> Provided records
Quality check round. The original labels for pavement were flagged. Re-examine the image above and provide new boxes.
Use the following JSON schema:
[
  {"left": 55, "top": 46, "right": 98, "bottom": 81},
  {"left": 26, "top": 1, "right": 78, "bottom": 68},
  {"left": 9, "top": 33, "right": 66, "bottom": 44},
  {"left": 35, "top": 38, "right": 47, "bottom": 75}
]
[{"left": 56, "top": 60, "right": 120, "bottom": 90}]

> Your goal
Reproduce every item above word for word, without changing anything.

> Result for this task
Quality check round. The original labels for pavement were flagged. Re-examine the image above and provide new boxes.
Use the following JSON schema:
[
  {"left": 55, "top": 46, "right": 98, "bottom": 81},
  {"left": 26, "top": 1, "right": 78, "bottom": 68},
  {"left": 9, "top": 33, "right": 66, "bottom": 44},
  {"left": 35, "top": 38, "right": 47, "bottom": 75}
]
[{"left": 56, "top": 60, "right": 120, "bottom": 90}]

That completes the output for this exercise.